Your objective:
Look through the data below. Show each line where the string "jacket" occurs.

Segment Start: Data supplied

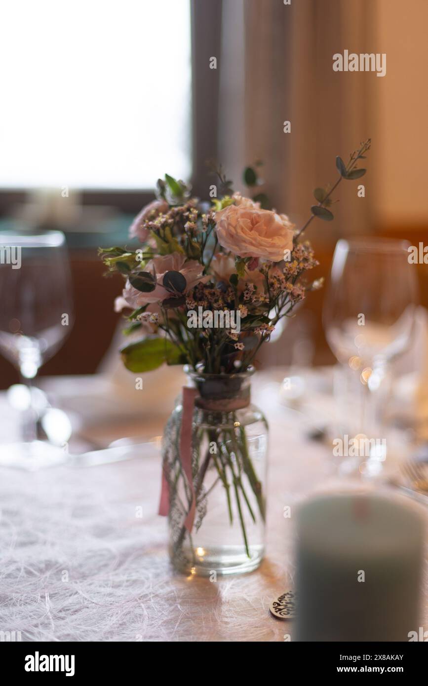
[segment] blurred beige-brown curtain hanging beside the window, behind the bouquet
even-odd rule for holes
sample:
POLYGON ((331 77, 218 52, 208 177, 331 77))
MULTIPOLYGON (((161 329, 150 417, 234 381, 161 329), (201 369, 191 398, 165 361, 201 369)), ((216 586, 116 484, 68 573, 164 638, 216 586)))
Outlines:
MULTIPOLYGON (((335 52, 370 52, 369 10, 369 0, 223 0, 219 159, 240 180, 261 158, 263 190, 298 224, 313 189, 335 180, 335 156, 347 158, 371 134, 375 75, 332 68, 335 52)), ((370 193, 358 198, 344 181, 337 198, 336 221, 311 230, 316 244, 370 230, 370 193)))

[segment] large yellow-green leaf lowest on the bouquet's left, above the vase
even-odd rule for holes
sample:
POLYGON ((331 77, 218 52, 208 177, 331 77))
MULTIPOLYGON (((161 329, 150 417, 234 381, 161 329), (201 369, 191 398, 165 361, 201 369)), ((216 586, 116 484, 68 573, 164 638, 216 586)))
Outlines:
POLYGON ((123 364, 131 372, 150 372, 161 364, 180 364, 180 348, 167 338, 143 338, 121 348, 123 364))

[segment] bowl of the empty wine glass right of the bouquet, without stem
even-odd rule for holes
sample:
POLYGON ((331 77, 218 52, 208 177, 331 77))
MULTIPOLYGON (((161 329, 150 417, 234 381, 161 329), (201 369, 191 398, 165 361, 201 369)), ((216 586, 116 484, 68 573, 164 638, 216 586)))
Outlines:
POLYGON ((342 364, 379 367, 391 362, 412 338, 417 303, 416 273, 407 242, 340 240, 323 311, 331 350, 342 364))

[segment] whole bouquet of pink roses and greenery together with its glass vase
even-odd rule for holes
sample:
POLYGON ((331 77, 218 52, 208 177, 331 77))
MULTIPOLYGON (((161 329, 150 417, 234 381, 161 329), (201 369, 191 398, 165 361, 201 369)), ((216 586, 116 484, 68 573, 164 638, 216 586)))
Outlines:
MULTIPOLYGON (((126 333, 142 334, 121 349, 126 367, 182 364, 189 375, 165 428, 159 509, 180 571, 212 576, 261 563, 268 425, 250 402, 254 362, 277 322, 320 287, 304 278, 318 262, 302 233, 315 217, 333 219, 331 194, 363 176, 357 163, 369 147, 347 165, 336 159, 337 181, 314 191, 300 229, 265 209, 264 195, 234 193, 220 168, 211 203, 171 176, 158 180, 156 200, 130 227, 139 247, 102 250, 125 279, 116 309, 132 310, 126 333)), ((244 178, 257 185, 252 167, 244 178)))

Segment End: Data supplied
Segment Start: Data supplied

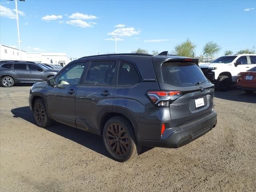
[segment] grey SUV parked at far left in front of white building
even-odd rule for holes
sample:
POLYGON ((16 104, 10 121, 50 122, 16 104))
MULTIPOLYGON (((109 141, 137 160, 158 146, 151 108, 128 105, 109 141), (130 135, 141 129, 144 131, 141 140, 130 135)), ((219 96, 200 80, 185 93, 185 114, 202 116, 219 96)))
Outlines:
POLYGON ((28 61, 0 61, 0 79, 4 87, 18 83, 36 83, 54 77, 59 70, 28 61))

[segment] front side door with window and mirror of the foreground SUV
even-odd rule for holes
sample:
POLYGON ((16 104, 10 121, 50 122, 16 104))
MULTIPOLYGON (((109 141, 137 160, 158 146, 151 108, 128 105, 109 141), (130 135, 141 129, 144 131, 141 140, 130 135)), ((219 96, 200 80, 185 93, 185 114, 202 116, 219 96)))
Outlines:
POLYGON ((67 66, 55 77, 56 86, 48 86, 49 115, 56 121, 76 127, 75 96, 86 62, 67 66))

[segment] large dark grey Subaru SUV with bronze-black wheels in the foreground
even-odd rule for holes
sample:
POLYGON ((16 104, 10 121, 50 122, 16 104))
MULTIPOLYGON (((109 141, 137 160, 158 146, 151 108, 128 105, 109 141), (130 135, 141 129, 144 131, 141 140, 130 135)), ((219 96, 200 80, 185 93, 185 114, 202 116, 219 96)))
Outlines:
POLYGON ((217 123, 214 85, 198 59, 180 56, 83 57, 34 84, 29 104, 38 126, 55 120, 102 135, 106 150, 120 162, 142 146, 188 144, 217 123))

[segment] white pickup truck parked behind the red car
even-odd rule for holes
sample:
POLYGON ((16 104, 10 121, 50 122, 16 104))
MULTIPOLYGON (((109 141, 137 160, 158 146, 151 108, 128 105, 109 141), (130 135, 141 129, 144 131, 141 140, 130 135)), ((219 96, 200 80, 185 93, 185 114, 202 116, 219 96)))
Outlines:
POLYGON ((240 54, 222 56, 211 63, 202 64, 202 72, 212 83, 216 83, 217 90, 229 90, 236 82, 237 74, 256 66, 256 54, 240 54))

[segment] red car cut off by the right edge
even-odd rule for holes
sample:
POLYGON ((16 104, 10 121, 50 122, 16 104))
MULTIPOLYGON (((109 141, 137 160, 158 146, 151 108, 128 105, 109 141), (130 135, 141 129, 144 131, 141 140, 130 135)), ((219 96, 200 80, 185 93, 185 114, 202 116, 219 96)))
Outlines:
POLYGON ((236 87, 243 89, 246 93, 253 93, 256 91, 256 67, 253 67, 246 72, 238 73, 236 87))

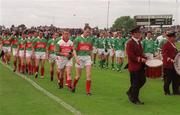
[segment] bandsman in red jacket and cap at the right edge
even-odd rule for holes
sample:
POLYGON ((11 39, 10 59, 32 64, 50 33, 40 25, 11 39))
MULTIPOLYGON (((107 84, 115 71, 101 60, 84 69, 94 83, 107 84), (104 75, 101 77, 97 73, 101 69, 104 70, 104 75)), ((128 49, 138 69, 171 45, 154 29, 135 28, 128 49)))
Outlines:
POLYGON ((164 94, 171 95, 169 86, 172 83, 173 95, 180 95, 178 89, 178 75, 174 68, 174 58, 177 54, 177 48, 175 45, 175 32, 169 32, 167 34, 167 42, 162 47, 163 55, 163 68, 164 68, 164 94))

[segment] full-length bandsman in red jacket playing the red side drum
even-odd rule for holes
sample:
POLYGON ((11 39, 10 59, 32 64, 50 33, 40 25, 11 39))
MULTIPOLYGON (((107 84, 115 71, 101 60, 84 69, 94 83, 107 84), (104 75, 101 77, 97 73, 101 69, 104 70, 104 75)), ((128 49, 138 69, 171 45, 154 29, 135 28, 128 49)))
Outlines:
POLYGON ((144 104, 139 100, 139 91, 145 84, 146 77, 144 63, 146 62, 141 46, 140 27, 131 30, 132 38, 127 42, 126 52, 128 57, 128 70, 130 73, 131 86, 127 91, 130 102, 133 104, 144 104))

Segment End: Data supplied
Segment Start: Data supplied

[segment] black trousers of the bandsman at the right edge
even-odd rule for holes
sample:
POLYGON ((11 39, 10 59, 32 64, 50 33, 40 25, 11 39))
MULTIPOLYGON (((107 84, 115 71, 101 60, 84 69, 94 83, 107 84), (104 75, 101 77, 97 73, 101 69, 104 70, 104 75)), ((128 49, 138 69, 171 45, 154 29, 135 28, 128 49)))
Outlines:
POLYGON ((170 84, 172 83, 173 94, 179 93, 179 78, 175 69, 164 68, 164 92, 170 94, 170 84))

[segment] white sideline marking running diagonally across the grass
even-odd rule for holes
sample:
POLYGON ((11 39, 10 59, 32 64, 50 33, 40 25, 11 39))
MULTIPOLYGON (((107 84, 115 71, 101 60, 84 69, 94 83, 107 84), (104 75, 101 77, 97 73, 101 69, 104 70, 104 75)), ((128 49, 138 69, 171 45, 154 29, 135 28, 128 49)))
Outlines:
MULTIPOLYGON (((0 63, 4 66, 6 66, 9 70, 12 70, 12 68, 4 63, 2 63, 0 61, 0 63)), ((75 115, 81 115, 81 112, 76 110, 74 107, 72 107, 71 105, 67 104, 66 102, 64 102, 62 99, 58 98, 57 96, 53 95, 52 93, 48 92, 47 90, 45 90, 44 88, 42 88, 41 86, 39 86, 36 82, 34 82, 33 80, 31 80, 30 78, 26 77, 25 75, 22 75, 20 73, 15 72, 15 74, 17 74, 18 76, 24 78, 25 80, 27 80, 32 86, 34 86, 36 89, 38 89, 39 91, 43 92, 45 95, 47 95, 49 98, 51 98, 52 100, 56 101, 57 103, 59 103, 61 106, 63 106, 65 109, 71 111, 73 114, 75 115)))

Segment End: Data supplied

Answer for this exercise:
[segment] bandsman in red jacket and cap at the right edge
[segment] full-length bandsman in red jacket playing the red side drum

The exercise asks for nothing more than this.